* **Stated problem**
Count the lines of the data below that contain the string "flag". Reply with the number alone.

* **Stored records**
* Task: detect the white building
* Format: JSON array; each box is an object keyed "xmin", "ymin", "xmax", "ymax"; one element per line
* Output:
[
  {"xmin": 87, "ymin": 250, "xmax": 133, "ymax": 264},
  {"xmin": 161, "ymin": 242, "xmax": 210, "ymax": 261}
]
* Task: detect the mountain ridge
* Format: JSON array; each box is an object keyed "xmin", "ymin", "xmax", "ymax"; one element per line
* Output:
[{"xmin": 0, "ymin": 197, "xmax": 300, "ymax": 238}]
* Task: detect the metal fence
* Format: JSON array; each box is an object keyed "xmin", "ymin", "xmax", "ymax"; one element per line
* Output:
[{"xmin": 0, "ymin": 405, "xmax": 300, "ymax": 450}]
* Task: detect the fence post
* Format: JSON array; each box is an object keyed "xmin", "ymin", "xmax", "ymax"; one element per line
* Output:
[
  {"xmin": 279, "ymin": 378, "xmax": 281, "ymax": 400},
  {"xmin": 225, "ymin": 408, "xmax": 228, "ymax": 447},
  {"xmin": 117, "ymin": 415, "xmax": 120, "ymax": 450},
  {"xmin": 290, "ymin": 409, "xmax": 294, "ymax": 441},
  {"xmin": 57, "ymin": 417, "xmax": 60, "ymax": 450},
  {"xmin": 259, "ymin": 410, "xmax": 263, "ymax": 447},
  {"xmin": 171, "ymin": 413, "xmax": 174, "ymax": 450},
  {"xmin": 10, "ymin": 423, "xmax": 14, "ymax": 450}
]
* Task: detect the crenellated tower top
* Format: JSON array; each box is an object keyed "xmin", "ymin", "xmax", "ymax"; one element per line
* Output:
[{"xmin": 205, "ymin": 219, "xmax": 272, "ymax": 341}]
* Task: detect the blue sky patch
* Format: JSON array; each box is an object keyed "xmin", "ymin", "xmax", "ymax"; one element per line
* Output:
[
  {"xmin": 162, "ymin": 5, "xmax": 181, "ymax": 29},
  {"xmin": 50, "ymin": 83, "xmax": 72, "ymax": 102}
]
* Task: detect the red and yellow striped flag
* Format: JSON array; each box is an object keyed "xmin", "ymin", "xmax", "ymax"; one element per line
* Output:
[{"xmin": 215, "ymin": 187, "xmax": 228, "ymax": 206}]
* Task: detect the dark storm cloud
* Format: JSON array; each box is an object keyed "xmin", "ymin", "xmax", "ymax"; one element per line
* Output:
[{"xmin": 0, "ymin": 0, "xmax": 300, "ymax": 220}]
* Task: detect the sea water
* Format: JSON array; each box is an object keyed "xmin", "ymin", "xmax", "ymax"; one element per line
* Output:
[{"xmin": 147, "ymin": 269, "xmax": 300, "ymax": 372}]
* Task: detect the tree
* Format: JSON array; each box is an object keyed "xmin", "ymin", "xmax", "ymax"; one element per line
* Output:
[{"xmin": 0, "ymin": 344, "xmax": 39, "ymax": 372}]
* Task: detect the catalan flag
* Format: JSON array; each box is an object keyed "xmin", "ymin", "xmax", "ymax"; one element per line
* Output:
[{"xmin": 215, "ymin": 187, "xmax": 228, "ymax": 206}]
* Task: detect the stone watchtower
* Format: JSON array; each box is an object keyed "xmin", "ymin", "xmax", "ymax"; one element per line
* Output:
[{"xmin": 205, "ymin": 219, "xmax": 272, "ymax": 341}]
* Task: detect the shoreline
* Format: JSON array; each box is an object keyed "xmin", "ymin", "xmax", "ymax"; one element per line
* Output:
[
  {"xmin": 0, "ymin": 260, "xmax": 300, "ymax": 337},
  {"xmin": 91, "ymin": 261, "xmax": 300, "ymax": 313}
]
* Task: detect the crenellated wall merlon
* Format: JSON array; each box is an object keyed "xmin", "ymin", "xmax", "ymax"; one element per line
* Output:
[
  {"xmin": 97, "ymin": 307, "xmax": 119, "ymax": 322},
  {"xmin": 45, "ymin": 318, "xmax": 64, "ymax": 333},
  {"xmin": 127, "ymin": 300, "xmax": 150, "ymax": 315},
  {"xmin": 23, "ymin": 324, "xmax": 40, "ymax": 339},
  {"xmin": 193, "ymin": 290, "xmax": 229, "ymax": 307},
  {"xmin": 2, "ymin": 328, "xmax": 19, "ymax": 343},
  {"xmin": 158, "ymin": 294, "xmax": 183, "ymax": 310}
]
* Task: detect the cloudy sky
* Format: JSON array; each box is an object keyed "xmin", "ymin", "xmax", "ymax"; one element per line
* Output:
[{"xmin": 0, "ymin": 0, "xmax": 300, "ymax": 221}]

* **Full answer**
2